-- Start RECORDS TO USE --

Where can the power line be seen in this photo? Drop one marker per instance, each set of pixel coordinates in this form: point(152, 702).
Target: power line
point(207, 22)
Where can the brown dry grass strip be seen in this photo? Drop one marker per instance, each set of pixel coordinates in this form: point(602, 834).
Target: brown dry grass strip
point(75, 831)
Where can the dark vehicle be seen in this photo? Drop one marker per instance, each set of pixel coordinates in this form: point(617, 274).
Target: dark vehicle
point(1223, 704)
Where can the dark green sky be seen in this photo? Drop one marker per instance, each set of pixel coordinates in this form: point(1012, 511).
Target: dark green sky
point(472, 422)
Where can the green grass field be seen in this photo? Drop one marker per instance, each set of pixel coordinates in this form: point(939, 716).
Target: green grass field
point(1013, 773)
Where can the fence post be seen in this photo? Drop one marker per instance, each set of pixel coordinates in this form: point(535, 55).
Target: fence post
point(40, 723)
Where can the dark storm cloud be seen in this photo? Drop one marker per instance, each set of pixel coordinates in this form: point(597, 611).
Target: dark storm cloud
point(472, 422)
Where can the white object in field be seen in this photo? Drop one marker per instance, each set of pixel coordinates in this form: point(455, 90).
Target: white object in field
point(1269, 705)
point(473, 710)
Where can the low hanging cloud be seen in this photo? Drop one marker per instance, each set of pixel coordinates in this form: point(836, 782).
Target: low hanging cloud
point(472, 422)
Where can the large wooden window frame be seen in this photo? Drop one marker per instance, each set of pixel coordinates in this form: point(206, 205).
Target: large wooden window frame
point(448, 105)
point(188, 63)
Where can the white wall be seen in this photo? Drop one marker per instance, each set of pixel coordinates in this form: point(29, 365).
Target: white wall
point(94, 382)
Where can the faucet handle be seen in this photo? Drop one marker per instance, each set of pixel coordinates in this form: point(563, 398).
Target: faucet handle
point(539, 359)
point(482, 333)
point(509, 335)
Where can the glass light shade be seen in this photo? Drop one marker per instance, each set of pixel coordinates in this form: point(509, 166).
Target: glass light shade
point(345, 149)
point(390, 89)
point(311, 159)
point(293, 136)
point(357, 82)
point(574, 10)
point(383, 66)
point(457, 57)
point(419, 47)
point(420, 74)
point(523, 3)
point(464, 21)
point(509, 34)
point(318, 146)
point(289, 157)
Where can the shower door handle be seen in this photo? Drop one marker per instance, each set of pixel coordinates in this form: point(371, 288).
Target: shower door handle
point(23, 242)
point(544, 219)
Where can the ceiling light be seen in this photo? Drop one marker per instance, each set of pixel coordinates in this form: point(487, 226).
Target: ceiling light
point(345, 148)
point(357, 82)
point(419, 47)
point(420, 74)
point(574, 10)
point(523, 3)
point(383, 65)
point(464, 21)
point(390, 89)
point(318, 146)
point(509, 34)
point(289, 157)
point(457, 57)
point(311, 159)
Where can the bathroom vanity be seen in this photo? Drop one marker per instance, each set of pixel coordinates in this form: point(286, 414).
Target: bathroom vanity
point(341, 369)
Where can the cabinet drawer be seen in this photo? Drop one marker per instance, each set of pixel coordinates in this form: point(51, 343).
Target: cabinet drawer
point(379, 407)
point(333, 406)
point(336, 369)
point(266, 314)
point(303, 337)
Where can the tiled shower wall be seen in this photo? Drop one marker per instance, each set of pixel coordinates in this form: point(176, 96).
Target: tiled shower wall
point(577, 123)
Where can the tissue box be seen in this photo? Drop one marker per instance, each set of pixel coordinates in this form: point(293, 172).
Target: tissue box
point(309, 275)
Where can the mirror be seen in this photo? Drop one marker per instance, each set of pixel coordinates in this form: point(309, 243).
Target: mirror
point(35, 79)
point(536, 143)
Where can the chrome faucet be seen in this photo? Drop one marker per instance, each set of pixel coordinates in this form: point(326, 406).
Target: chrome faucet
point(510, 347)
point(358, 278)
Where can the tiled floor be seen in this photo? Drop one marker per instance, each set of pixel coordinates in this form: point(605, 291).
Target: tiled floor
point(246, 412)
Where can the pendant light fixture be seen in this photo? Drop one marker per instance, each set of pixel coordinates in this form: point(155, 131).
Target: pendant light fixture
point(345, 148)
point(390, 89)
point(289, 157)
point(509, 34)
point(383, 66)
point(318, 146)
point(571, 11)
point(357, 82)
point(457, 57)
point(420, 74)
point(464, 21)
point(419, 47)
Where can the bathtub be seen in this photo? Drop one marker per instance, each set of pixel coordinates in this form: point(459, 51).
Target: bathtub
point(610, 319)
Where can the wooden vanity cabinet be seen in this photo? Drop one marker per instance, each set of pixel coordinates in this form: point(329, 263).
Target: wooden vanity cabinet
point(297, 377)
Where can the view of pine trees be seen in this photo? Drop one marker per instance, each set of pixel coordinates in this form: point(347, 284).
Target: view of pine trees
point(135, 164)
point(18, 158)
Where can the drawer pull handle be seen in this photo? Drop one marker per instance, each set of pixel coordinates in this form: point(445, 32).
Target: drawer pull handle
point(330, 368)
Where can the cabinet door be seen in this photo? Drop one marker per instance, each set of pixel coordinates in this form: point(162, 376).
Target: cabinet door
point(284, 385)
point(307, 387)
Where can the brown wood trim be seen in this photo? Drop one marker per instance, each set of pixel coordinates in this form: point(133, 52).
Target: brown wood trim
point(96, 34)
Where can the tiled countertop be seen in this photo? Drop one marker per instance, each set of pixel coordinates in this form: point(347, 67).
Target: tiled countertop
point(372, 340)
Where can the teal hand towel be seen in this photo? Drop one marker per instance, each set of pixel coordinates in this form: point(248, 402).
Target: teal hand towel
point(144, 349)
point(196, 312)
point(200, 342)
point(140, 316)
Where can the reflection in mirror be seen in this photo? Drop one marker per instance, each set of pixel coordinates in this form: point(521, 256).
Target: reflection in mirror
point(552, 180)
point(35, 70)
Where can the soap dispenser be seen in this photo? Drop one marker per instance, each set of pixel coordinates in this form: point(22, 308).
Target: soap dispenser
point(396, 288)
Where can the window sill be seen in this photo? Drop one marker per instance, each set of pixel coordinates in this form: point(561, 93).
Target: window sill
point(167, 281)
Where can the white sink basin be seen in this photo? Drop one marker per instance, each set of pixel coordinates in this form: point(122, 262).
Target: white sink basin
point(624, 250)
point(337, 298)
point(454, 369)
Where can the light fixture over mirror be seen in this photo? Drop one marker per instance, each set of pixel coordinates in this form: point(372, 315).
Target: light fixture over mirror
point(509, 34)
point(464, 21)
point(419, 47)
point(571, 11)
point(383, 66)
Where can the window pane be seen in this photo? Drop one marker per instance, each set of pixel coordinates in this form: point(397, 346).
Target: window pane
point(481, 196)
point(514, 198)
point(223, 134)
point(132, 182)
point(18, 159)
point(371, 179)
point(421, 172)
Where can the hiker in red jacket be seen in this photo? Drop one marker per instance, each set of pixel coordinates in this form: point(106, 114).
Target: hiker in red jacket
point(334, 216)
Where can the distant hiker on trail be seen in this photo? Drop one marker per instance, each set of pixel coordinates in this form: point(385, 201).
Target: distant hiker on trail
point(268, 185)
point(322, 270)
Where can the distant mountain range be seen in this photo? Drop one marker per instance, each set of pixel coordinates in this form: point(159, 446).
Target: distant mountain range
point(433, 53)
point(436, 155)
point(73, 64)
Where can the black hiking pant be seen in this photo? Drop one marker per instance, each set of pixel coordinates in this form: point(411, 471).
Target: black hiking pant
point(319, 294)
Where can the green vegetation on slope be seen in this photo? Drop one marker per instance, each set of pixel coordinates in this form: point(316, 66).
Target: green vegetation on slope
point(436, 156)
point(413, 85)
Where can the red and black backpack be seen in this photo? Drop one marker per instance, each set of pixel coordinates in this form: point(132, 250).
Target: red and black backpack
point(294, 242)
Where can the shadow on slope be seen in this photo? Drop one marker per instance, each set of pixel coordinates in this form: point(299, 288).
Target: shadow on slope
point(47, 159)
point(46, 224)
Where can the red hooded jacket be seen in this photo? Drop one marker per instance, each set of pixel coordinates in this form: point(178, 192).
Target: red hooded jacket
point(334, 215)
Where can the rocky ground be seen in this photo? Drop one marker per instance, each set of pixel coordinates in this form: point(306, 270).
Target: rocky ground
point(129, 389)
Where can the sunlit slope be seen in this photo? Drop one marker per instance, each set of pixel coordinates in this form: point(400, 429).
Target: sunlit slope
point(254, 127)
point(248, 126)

-- End RECORDS TO USE --

__SHORT TASK__
Update the listing from the line with "Where can the rocky" through the end, replacing "marker" with "pin" and leaving everything else unchanged.

__SOLUTION FOR THIS EXERCISE__
Where can the rocky ground be seen in this photo? Drop one pin per instance, each set of pixel coordinates in this form: point(306, 270).
Target: rocky ground
point(129, 389)
Where can the sunlit slope be seen in this photo? Drop one pin per instance, each set of pixel coordinates in this form: point(400, 429).
Target: sunlit slope
point(254, 127)
point(248, 126)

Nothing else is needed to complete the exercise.